▶ [What you should do]
Which lines in the records below contain the word "vase"? Return each of them.

▶ [Material provided]
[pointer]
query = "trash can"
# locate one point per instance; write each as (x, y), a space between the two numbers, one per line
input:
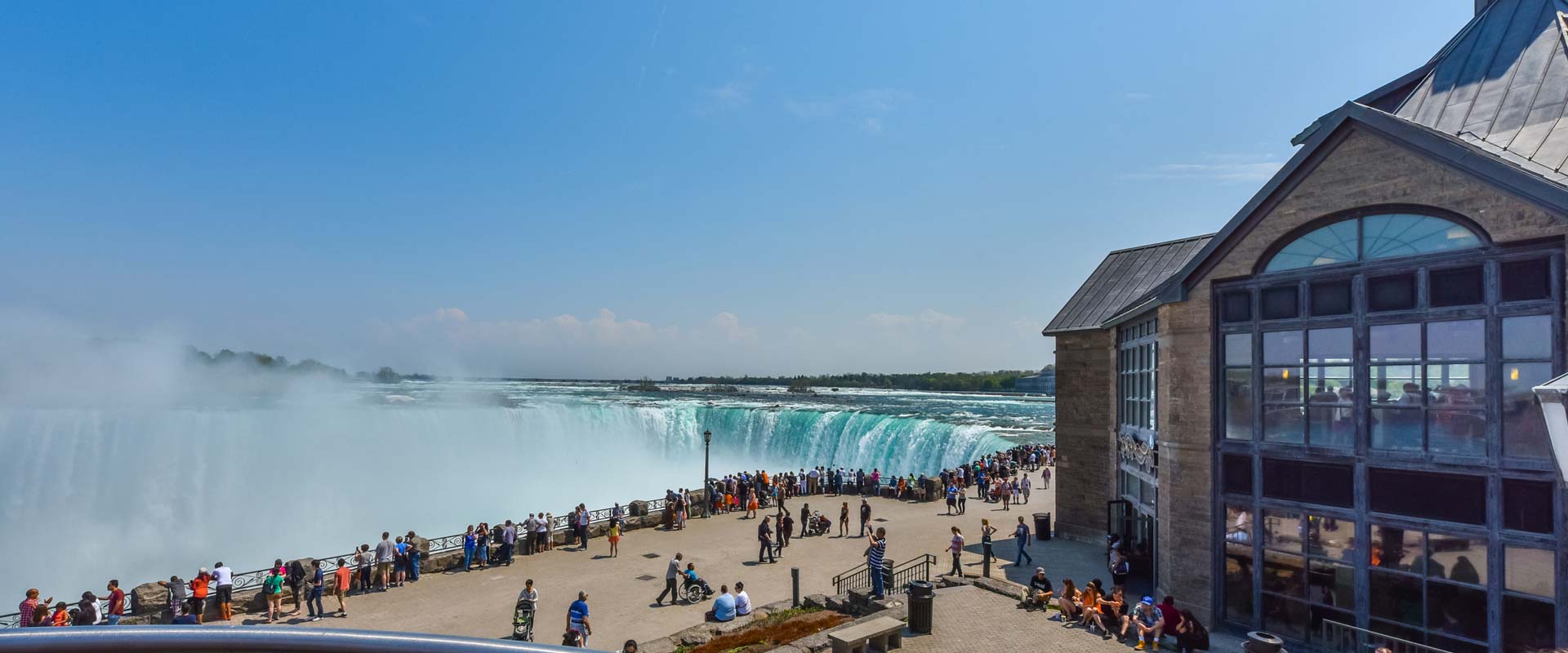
(921, 597)
(1041, 525)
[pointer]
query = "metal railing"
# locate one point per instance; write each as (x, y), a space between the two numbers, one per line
(252, 639)
(255, 578)
(1343, 637)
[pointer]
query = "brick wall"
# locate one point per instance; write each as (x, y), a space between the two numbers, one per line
(1085, 433)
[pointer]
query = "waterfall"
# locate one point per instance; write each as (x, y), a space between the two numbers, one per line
(140, 494)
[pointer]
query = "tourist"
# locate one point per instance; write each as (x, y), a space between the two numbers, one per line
(342, 576)
(274, 593)
(176, 595)
(1150, 622)
(987, 553)
(1021, 537)
(874, 557)
(1068, 602)
(221, 576)
(957, 549)
(1039, 593)
(724, 606)
(742, 600)
(199, 588)
(670, 581)
(764, 537)
(577, 619)
(117, 603)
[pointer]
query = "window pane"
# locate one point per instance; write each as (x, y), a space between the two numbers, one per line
(1396, 429)
(1528, 625)
(1329, 345)
(1460, 385)
(1239, 349)
(1332, 584)
(1528, 504)
(1239, 404)
(1528, 337)
(1392, 293)
(1404, 235)
(1462, 340)
(1239, 583)
(1285, 423)
(1330, 298)
(1525, 281)
(1283, 385)
(1396, 384)
(1285, 617)
(1455, 610)
(1455, 287)
(1457, 557)
(1283, 348)
(1392, 344)
(1523, 424)
(1332, 537)
(1394, 597)
(1334, 243)
(1457, 433)
(1529, 571)
(1396, 549)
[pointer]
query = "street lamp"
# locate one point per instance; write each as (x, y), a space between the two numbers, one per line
(1552, 395)
(707, 491)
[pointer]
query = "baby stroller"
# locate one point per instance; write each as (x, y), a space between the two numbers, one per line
(523, 622)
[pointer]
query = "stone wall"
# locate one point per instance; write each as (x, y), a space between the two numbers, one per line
(1361, 170)
(1085, 433)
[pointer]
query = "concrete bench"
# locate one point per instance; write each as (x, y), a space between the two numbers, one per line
(879, 634)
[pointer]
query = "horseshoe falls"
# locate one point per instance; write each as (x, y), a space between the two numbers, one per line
(143, 492)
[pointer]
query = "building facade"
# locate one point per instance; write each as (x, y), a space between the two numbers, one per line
(1334, 390)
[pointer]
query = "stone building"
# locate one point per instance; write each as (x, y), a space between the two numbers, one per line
(1321, 415)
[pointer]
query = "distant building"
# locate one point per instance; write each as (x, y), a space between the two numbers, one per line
(1040, 384)
(1322, 414)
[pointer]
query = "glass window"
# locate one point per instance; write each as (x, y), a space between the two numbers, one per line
(1529, 571)
(1404, 235)
(1459, 340)
(1528, 337)
(1526, 281)
(1460, 559)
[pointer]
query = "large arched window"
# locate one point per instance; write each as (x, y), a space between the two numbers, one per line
(1372, 237)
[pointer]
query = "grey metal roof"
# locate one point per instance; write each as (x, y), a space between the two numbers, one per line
(1503, 87)
(1125, 278)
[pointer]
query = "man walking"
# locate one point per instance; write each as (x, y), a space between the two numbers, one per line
(670, 583)
(1021, 536)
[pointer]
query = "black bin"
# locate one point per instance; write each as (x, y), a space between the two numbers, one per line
(921, 597)
(1041, 525)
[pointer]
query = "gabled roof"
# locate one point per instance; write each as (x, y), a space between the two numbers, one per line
(1503, 87)
(1126, 278)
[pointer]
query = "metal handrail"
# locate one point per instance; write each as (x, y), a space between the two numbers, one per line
(253, 639)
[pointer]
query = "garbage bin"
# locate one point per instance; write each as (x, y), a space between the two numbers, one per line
(921, 597)
(1041, 525)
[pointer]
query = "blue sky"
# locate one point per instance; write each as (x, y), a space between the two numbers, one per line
(618, 190)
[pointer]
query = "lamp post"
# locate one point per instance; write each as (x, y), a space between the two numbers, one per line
(707, 491)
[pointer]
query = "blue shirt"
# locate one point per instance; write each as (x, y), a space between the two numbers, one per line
(577, 613)
(725, 608)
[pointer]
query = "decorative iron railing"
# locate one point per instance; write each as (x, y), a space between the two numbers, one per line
(1343, 637)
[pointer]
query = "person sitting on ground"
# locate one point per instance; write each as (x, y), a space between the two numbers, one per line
(1040, 589)
(742, 600)
(724, 606)
(697, 580)
(1150, 622)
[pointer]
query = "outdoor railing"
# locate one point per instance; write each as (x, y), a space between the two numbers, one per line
(1343, 637)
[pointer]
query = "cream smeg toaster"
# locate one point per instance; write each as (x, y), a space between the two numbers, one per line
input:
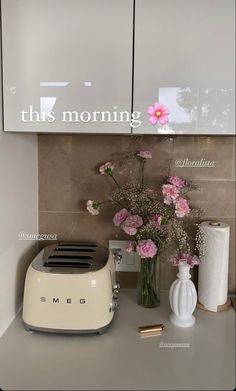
(70, 287)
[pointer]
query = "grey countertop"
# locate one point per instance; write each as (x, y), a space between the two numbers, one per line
(198, 358)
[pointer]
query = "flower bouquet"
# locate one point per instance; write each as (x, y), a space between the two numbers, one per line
(153, 219)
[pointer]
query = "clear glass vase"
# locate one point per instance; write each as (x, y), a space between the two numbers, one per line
(148, 283)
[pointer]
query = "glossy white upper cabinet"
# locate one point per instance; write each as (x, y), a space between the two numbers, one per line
(184, 58)
(65, 63)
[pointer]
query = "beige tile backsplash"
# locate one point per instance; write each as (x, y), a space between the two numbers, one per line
(68, 177)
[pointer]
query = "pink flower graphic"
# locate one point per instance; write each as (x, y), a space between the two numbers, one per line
(131, 224)
(177, 181)
(145, 154)
(158, 113)
(106, 168)
(170, 193)
(181, 207)
(93, 207)
(156, 220)
(146, 249)
(120, 217)
(130, 247)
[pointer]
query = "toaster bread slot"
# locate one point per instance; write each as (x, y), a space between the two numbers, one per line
(76, 249)
(68, 264)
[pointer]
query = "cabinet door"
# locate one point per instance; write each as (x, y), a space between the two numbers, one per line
(184, 58)
(67, 56)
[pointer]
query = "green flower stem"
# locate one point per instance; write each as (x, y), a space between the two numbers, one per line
(142, 170)
(147, 296)
(117, 184)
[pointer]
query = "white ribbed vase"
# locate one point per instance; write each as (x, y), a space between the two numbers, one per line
(183, 298)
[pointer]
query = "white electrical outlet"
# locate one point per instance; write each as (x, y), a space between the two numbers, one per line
(125, 262)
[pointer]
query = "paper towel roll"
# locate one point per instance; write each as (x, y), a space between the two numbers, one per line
(213, 270)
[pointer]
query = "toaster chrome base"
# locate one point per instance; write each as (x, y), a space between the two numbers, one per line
(100, 331)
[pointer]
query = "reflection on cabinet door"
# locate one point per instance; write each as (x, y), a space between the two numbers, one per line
(67, 65)
(184, 58)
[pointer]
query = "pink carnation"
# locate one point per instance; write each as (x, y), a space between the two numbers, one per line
(93, 207)
(181, 207)
(145, 154)
(131, 224)
(120, 217)
(158, 113)
(170, 193)
(156, 220)
(176, 181)
(106, 168)
(146, 249)
(130, 247)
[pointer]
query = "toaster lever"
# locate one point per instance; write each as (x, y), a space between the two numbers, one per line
(116, 288)
(114, 304)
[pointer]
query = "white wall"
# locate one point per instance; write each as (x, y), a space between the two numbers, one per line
(18, 212)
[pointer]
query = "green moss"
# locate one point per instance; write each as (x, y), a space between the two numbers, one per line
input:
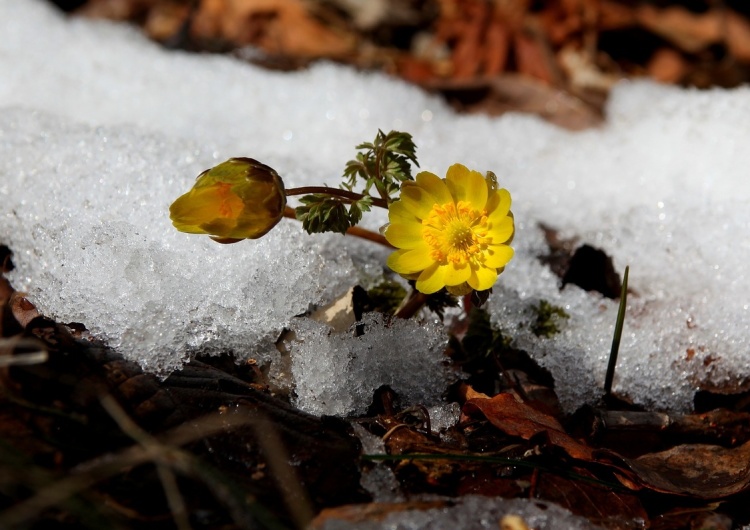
(482, 339)
(546, 323)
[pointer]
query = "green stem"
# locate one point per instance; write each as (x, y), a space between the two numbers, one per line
(335, 192)
(609, 378)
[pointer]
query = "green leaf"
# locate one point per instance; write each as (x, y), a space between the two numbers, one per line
(384, 163)
(322, 213)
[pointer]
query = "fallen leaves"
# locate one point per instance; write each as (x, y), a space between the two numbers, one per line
(556, 59)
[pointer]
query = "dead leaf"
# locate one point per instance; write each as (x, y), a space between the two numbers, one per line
(691, 32)
(519, 419)
(703, 471)
(600, 505)
(278, 27)
(375, 511)
(518, 93)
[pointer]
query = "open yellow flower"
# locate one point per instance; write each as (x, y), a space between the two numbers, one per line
(453, 232)
(238, 199)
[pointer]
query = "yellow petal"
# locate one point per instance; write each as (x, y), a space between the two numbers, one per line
(416, 199)
(404, 235)
(502, 231)
(482, 278)
(459, 290)
(468, 186)
(497, 256)
(454, 179)
(498, 204)
(431, 280)
(409, 261)
(435, 186)
(455, 275)
(397, 212)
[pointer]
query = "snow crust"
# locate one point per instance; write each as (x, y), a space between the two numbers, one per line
(471, 512)
(101, 130)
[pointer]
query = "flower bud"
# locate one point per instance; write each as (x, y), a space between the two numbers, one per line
(238, 199)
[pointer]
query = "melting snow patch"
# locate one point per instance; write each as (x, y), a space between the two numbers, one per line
(85, 195)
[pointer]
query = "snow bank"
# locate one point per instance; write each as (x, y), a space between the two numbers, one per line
(100, 130)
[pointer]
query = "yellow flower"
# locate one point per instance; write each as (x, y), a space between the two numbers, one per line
(238, 199)
(451, 232)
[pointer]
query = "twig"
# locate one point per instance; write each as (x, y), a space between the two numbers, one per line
(148, 442)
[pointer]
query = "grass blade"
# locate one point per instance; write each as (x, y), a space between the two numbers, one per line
(618, 334)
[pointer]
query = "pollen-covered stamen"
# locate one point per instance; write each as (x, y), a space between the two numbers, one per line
(456, 233)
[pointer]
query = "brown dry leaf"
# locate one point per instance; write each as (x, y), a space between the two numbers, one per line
(600, 505)
(689, 31)
(279, 27)
(519, 419)
(375, 511)
(738, 36)
(518, 93)
(22, 309)
(699, 470)
(667, 66)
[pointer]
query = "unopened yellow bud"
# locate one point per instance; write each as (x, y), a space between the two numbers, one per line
(238, 199)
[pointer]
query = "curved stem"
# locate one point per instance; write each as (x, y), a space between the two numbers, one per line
(356, 231)
(336, 192)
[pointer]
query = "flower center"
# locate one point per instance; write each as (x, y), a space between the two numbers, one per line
(456, 233)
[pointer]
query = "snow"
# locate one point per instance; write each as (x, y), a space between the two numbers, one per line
(470, 512)
(101, 130)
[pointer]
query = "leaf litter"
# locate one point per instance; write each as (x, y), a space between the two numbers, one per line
(89, 438)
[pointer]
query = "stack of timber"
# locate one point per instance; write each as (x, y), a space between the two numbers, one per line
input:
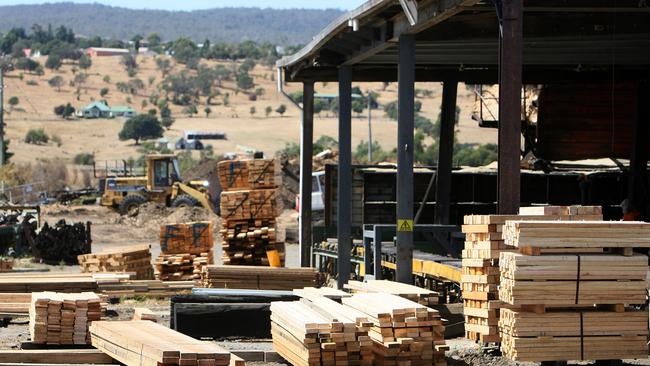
(259, 278)
(480, 265)
(186, 238)
(6, 264)
(413, 293)
(181, 267)
(184, 250)
(144, 343)
(246, 242)
(246, 174)
(248, 204)
(15, 303)
(56, 318)
(403, 332)
(569, 291)
(136, 259)
(304, 335)
(248, 212)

▶ [Task response]
query = "clear glass vase"
query = "white ribbed vase"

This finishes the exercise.